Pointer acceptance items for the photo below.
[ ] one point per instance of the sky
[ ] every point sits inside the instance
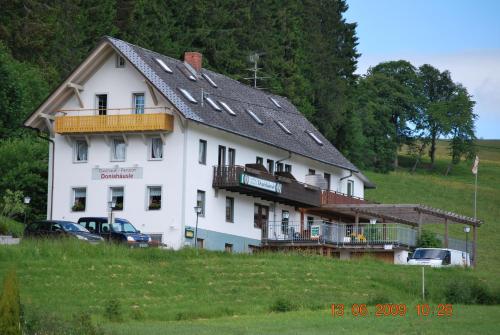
(462, 36)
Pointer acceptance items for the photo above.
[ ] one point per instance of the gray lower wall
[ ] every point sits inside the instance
(213, 240)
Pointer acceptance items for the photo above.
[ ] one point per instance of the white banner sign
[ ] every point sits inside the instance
(267, 185)
(117, 173)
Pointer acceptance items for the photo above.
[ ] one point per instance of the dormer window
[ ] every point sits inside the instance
(120, 61)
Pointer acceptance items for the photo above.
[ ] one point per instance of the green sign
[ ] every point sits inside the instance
(189, 233)
(263, 184)
(315, 232)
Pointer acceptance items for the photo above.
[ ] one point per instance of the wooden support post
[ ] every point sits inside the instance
(446, 232)
(474, 246)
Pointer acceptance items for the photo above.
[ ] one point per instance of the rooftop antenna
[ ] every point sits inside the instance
(254, 58)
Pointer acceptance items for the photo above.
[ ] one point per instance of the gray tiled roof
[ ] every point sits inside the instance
(239, 97)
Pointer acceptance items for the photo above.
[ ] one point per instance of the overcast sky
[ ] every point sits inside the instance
(461, 36)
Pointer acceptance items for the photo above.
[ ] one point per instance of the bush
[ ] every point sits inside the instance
(10, 306)
(282, 305)
(428, 240)
(114, 310)
(469, 292)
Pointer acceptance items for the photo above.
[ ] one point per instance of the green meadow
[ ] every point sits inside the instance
(178, 292)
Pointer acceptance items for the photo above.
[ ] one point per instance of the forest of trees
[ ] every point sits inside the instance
(308, 52)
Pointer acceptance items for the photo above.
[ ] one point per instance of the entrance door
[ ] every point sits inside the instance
(261, 217)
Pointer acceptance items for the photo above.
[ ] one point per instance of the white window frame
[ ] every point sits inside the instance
(75, 151)
(134, 94)
(150, 149)
(148, 196)
(73, 198)
(113, 159)
(110, 196)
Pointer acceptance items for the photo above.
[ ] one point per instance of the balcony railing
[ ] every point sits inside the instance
(116, 120)
(266, 186)
(341, 235)
(337, 198)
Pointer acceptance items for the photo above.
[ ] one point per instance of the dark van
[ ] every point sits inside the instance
(122, 231)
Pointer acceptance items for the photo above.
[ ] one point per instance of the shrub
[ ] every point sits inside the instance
(282, 305)
(428, 240)
(10, 306)
(114, 310)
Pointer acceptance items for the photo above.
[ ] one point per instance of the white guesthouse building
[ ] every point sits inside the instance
(159, 136)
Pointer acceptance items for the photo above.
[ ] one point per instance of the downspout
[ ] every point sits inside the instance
(340, 180)
(50, 195)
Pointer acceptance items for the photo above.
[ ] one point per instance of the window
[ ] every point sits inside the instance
(310, 222)
(283, 127)
(221, 160)
(275, 102)
(163, 65)
(284, 221)
(227, 108)
(213, 104)
(79, 199)
(314, 137)
(270, 166)
(156, 148)
(202, 152)
(102, 103)
(120, 61)
(154, 197)
(209, 80)
(260, 215)
(138, 100)
(81, 151)
(328, 181)
(119, 149)
(254, 116)
(117, 198)
(200, 201)
(188, 95)
(231, 156)
(350, 187)
(229, 209)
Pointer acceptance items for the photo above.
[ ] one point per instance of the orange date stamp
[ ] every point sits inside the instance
(392, 310)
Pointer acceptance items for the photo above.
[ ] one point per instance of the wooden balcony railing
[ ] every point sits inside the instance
(337, 198)
(119, 122)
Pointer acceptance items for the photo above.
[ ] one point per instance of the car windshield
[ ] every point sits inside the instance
(73, 227)
(429, 254)
(123, 227)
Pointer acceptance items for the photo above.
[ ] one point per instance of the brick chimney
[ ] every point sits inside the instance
(194, 59)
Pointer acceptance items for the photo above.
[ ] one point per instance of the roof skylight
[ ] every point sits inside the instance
(188, 95)
(282, 126)
(275, 102)
(314, 137)
(163, 65)
(254, 116)
(209, 80)
(213, 104)
(227, 108)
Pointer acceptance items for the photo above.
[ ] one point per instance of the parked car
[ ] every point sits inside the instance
(439, 257)
(121, 231)
(59, 229)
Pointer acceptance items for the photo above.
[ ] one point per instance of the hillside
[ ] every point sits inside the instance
(454, 192)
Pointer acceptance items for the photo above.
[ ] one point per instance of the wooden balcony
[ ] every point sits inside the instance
(266, 186)
(110, 123)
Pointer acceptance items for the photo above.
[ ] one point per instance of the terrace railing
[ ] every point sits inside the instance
(338, 234)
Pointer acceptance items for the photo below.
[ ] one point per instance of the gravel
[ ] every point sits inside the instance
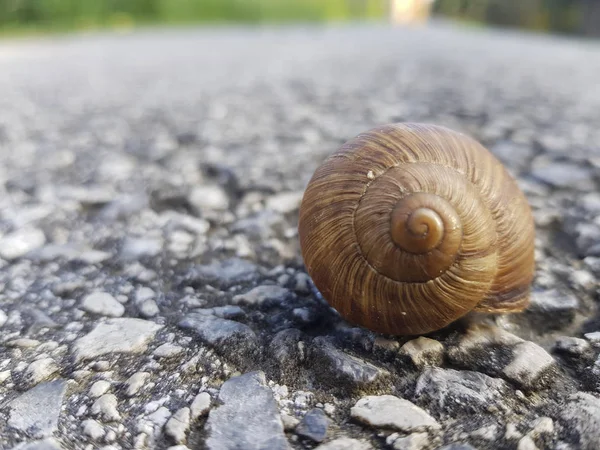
(152, 287)
(387, 411)
(36, 411)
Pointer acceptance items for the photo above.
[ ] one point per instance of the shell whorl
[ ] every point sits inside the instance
(408, 227)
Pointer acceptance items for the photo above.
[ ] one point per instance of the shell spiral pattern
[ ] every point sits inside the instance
(408, 227)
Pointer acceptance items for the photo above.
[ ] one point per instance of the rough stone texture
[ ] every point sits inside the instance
(424, 351)
(225, 273)
(36, 411)
(21, 242)
(178, 425)
(115, 336)
(102, 303)
(200, 405)
(530, 361)
(248, 417)
(581, 416)
(216, 331)
(313, 425)
(170, 179)
(387, 411)
(262, 295)
(345, 444)
(344, 367)
(462, 390)
(45, 444)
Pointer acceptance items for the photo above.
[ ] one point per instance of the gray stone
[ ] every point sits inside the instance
(451, 389)
(19, 243)
(338, 365)
(285, 202)
(148, 308)
(476, 348)
(313, 425)
(99, 388)
(424, 352)
(248, 417)
(260, 225)
(220, 332)
(414, 441)
(457, 447)
(289, 422)
(529, 363)
(226, 273)
(106, 408)
(93, 429)
(228, 312)
(593, 337)
(200, 406)
(345, 443)
(287, 347)
(513, 154)
(527, 443)
(46, 444)
(388, 411)
(40, 370)
(581, 415)
(553, 308)
(168, 351)
(571, 345)
(178, 425)
(102, 303)
(564, 176)
(261, 295)
(115, 336)
(135, 382)
(208, 197)
(135, 248)
(36, 411)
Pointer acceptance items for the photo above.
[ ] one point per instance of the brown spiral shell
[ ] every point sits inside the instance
(408, 227)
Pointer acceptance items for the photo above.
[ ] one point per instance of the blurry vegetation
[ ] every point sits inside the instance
(83, 14)
(562, 16)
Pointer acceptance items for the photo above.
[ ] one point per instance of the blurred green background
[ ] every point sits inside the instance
(562, 16)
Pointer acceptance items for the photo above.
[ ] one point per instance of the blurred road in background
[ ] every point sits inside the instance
(150, 184)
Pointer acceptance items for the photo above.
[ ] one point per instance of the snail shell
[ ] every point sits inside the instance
(408, 227)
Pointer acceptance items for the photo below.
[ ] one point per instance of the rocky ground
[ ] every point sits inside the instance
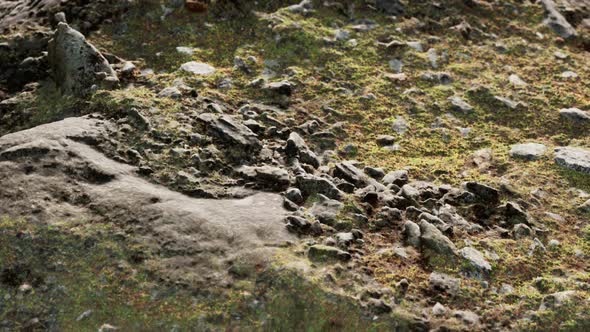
(275, 165)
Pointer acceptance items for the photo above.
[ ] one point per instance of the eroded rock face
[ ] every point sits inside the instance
(76, 64)
(55, 172)
(576, 159)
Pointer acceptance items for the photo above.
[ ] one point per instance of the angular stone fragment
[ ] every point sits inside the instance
(197, 68)
(311, 185)
(528, 151)
(556, 21)
(327, 254)
(576, 159)
(575, 115)
(297, 148)
(435, 245)
(483, 192)
(76, 64)
(476, 264)
(241, 139)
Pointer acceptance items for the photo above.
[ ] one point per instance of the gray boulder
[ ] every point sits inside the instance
(528, 151)
(575, 115)
(77, 65)
(435, 245)
(241, 139)
(327, 254)
(297, 148)
(390, 7)
(556, 21)
(576, 159)
(476, 265)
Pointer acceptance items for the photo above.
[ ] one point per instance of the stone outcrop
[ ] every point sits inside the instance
(77, 65)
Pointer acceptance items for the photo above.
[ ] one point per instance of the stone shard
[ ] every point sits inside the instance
(576, 159)
(528, 151)
(76, 64)
(195, 239)
(556, 21)
(296, 147)
(242, 141)
(390, 7)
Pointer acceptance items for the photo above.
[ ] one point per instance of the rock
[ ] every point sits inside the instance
(390, 7)
(197, 68)
(378, 306)
(196, 235)
(557, 300)
(477, 266)
(528, 151)
(439, 310)
(412, 234)
(516, 81)
(294, 195)
(341, 34)
(484, 193)
(327, 254)
(556, 21)
(170, 92)
(297, 148)
(375, 173)
(576, 159)
(437, 77)
(584, 207)
(84, 315)
(60, 17)
(326, 210)
(298, 224)
(575, 115)
(347, 171)
(266, 176)
(514, 213)
(185, 50)
(396, 65)
(107, 328)
(569, 74)
(398, 178)
(196, 6)
(76, 64)
(241, 140)
(467, 317)
(303, 7)
(344, 239)
(388, 217)
(444, 283)
(311, 185)
(459, 105)
(436, 246)
(384, 140)
(522, 231)
(400, 125)
(284, 88)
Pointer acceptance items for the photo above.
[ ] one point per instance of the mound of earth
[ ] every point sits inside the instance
(55, 172)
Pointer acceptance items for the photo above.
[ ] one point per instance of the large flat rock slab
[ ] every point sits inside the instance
(576, 159)
(56, 172)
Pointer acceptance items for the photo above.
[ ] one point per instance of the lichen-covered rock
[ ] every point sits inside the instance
(476, 265)
(390, 7)
(435, 245)
(327, 254)
(241, 140)
(76, 64)
(528, 151)
(576, 159)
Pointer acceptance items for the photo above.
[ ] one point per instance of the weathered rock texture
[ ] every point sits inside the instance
(76, 64)
(55, 173)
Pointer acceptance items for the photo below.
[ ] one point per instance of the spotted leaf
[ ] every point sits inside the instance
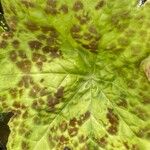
(74, 74)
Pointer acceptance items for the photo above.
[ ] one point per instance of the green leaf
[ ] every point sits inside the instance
(73, 73)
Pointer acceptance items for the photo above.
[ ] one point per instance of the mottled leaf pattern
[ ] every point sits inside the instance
(75, 74)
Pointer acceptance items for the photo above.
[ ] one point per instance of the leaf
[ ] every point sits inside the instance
(72, 74)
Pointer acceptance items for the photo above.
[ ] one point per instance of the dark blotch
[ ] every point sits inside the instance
(64, 8)
(24, 65)
(31, 26)
(60, 92)
(100, 4)
(13, 56)
(15, 44)
(35, 44)
(78, 5)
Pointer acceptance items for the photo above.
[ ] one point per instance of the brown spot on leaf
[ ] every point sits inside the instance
(78, 5)
(24, 65)
(22, 54)
(26, 81)
(37, 120)
(100, 4)
(73, 122)
(32, 26)
(63, 139)
(13, 56)
(52, 101)
(60, 92)
(34, 91)
(82, 139)
(63, 126)
(83, 19)
(64, 8)
(83, 118)
(73, 131)
(36, 57)
(13, 92)
(102, 141)
(35, 44)
(123, 103)
(25, 145)
(15, 44)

• • • • • • •

TASK DETAILS:
Please find each line in the records above that contains the word "railing" with the same capitalization, and copy those lines out.

CORRECT ANSWER:
[ ] one point per instance of the balcony railing
[ ] one point per instance of the wooden balcony railing
[ ] one point per instance of the terrace railing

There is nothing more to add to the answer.